Start of DOCUMENT
# Token Classification
This includes any problem that can be formulated as "attributing a label to each token in a sentence," eg
- Named Entity Recognition (NER)
- Part-of-speech tagging (POS)
- Chunking: finding the tokens that belong to the same entity

In [1]:
# import os
# import sys


# # Connect to google drive
# from google.colab import drive
# os.chdir("/content")
# drive.mount("/content/gdrive")

# # Load colab_utils funtions
# sys.path.append(f"/content/gdrive/MyDrive/repos/colab-utils")
# import colab_utils

# colab_utils.load_env_vars()
# colab_utils.git_set_config()

# PARENT_FOLDER = "/content/gdrive/MyDrive/repos"
# os.chdir(PARENT_FOLDER)

# git_repo = 'trevorki/huggingface-nlp' # replace with actual values
# colab_utils.git_clone_repo(git_repo)
End of DOCUMENT
**WHAT THE TASK ASKS:**
Reproduce the token classification notebook from "# Token Classification" to "Entity Recognition (NER)" word for word. The entries that follow come from a separate source.
Start of MATERIAL SHOWN
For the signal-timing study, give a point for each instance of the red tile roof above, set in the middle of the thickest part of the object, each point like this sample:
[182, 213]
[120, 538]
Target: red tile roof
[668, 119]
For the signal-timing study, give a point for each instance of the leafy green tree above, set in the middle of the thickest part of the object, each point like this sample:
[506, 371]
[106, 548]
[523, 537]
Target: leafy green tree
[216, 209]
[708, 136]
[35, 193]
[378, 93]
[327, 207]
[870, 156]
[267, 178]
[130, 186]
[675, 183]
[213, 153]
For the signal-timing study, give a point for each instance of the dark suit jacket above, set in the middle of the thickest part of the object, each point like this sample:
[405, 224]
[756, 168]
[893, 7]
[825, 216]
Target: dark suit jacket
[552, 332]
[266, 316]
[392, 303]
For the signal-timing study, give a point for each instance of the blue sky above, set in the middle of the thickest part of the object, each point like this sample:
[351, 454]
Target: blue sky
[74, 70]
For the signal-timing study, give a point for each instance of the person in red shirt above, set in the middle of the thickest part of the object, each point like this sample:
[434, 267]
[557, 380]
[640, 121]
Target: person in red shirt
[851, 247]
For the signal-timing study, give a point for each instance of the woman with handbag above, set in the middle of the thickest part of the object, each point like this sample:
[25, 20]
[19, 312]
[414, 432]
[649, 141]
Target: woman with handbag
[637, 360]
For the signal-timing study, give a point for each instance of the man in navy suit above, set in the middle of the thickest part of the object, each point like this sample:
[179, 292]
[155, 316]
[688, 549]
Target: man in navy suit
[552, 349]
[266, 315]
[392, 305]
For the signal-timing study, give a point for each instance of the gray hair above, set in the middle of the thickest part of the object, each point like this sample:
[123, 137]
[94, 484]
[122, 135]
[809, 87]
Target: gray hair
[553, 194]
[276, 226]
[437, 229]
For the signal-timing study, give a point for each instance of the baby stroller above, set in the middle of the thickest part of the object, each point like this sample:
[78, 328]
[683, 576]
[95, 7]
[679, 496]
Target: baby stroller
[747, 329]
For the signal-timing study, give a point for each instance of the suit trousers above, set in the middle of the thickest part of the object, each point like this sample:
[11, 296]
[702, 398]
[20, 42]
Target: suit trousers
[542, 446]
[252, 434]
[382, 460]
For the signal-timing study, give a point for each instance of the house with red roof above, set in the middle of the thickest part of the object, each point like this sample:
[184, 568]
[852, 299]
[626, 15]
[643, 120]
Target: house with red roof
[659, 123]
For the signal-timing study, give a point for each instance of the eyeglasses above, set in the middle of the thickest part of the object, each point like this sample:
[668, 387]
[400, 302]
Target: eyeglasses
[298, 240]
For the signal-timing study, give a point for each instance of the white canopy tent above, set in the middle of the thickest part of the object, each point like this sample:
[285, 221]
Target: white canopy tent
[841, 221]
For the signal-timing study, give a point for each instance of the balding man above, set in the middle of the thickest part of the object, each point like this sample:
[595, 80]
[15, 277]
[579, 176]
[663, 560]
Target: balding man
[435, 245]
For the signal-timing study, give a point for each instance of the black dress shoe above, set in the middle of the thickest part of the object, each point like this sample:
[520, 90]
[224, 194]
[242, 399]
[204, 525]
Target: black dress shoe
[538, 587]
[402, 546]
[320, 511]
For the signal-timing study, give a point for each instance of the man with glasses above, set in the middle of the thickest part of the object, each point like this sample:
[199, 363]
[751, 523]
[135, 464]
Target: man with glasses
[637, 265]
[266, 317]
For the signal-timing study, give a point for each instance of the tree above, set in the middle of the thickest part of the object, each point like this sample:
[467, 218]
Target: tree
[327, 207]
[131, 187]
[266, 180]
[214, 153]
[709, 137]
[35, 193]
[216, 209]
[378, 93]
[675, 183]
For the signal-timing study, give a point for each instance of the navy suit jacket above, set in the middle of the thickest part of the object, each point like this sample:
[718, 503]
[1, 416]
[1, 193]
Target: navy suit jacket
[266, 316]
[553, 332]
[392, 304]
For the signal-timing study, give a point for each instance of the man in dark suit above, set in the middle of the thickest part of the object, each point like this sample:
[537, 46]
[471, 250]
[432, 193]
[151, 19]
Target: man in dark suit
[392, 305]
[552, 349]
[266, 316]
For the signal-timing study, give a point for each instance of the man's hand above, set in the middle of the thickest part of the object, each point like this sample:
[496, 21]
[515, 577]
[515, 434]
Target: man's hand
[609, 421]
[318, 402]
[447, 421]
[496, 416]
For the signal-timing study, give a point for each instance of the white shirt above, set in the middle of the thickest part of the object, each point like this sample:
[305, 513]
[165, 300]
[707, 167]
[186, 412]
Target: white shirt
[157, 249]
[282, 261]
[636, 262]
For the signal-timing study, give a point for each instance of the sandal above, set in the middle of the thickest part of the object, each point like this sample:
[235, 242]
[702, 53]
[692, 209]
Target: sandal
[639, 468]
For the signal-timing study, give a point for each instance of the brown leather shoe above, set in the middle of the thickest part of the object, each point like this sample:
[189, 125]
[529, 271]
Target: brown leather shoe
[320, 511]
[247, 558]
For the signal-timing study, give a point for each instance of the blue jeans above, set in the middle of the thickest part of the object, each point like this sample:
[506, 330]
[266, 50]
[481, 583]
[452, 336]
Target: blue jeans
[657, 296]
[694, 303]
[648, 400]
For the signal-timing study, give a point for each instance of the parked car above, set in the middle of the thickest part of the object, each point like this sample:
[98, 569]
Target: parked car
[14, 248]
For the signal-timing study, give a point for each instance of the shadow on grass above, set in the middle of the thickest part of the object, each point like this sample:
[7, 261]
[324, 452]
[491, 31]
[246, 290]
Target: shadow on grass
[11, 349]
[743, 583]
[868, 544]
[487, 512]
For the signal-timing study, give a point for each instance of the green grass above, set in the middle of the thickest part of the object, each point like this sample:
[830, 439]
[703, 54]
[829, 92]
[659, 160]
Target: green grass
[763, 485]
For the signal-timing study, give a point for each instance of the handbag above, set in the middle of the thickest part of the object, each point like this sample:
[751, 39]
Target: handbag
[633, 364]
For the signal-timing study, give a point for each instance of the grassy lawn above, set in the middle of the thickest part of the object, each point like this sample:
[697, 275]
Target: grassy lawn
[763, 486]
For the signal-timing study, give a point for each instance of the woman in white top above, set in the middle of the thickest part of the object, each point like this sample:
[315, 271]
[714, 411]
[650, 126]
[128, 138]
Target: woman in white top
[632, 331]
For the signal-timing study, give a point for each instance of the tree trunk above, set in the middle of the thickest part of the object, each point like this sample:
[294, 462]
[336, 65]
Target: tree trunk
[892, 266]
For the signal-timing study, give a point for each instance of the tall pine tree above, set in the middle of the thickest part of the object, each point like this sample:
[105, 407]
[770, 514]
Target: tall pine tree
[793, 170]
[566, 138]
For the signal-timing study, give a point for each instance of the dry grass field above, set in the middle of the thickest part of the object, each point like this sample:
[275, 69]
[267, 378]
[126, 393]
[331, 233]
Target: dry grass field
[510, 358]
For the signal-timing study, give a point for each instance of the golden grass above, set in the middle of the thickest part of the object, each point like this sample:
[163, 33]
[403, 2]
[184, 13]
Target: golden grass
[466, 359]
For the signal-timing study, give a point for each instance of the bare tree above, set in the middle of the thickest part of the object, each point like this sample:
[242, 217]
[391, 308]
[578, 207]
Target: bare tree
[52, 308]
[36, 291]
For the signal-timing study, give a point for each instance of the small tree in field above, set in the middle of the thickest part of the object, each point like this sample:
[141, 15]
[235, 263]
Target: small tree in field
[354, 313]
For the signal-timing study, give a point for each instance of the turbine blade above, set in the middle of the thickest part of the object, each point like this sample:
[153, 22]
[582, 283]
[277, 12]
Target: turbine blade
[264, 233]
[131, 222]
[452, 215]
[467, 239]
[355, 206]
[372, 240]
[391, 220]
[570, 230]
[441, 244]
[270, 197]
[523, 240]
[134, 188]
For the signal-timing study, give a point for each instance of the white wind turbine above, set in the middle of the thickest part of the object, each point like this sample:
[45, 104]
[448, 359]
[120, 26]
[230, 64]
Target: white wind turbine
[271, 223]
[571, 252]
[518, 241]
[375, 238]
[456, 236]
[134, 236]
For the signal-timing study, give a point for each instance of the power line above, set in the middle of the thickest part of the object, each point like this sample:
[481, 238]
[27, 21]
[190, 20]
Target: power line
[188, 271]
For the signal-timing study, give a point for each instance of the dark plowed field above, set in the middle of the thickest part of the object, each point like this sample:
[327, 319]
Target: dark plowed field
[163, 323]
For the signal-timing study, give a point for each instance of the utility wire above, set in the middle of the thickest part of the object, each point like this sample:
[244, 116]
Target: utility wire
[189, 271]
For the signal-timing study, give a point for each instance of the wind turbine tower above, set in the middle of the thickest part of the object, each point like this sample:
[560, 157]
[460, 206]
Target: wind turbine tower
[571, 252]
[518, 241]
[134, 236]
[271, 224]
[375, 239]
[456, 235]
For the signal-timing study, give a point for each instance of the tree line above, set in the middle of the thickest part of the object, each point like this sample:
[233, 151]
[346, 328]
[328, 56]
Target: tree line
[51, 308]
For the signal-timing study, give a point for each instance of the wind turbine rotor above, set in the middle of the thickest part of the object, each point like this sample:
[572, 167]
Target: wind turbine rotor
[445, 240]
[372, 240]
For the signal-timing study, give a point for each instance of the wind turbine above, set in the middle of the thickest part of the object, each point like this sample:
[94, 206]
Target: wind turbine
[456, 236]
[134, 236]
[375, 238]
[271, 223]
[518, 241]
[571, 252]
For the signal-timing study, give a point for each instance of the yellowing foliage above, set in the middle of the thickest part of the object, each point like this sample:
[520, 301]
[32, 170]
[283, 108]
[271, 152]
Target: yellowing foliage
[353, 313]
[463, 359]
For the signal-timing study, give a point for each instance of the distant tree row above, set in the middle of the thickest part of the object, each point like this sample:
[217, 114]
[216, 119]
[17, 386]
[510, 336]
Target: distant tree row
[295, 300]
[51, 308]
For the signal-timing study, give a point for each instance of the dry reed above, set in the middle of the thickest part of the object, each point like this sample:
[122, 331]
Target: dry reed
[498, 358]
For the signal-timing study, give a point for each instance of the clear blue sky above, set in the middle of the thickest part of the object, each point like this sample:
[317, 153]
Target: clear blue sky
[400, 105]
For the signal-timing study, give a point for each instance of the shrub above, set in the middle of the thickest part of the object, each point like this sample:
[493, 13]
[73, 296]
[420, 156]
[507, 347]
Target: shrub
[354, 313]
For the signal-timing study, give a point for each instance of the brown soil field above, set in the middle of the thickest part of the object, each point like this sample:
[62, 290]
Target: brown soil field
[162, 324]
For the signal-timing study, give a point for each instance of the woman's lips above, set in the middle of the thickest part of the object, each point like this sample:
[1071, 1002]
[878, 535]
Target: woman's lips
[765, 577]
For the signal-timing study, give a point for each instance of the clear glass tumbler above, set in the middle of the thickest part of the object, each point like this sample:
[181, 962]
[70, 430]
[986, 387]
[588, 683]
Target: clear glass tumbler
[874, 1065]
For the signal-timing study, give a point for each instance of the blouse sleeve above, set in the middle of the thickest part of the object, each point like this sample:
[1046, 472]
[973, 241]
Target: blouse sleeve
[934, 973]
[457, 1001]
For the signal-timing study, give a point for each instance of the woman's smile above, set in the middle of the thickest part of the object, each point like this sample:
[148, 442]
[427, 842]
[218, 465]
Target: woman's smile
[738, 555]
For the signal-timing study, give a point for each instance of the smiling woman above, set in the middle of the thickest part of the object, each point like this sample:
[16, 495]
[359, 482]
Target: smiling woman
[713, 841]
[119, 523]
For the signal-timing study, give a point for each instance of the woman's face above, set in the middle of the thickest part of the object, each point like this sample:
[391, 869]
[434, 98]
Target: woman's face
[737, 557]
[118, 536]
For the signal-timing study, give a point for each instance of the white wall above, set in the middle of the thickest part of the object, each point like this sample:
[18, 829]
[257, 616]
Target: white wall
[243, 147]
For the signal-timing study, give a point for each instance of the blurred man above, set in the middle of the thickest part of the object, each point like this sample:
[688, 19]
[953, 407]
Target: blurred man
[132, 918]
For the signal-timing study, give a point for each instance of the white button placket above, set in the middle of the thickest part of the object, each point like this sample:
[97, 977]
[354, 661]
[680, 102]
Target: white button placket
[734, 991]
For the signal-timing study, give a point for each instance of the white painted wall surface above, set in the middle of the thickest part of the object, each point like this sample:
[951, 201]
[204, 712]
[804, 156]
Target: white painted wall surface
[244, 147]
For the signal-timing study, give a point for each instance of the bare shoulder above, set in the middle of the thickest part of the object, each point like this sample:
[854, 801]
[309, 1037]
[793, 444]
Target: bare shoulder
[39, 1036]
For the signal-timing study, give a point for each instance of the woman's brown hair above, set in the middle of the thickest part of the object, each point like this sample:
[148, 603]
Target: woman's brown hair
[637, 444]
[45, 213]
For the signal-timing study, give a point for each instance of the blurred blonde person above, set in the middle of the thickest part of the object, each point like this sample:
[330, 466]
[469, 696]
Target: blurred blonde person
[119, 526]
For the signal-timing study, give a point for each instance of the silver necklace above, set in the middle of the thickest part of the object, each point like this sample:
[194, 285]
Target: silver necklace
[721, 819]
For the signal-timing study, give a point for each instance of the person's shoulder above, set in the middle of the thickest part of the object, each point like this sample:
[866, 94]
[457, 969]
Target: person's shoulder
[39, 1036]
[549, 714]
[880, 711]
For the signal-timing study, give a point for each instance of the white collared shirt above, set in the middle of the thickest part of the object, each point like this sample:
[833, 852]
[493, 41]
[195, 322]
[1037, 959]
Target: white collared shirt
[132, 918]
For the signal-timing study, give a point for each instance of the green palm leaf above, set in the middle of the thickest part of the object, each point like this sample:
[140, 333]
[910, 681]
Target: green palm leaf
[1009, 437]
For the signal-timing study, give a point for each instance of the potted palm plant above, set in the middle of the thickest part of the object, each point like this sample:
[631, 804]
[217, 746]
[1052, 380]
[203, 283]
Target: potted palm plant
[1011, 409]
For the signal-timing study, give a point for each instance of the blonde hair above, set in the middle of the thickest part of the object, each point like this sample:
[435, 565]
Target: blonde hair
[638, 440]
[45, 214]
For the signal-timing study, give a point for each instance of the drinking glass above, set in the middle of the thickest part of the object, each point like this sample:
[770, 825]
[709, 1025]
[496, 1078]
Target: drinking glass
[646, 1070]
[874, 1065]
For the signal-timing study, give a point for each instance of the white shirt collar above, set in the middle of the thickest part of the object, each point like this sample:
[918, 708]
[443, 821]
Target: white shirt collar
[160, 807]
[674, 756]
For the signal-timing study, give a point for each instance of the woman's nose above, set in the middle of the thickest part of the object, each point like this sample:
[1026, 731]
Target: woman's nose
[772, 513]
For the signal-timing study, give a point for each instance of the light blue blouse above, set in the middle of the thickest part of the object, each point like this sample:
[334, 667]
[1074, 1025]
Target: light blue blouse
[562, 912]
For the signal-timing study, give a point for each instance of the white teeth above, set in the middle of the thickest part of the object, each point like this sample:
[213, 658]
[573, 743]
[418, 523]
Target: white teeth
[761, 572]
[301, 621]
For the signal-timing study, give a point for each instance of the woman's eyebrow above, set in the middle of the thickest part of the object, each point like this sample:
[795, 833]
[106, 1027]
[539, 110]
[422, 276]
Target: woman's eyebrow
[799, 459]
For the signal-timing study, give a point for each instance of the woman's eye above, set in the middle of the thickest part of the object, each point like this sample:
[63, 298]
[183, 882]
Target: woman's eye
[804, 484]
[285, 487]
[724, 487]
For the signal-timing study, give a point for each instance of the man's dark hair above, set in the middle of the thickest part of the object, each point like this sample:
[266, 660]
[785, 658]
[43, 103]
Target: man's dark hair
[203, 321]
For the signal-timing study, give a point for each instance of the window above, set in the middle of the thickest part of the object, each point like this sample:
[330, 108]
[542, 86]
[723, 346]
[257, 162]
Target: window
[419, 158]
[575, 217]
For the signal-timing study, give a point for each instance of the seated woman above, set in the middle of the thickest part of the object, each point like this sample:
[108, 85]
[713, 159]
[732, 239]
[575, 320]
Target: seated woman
End of MATERIAL SHOWN
**CORRECT RESPONSE:**
# Token Classification
This includes any problem that can be formulated as "attributing a label to each token in a sentence," eg
- Named Entity Recognition (NER)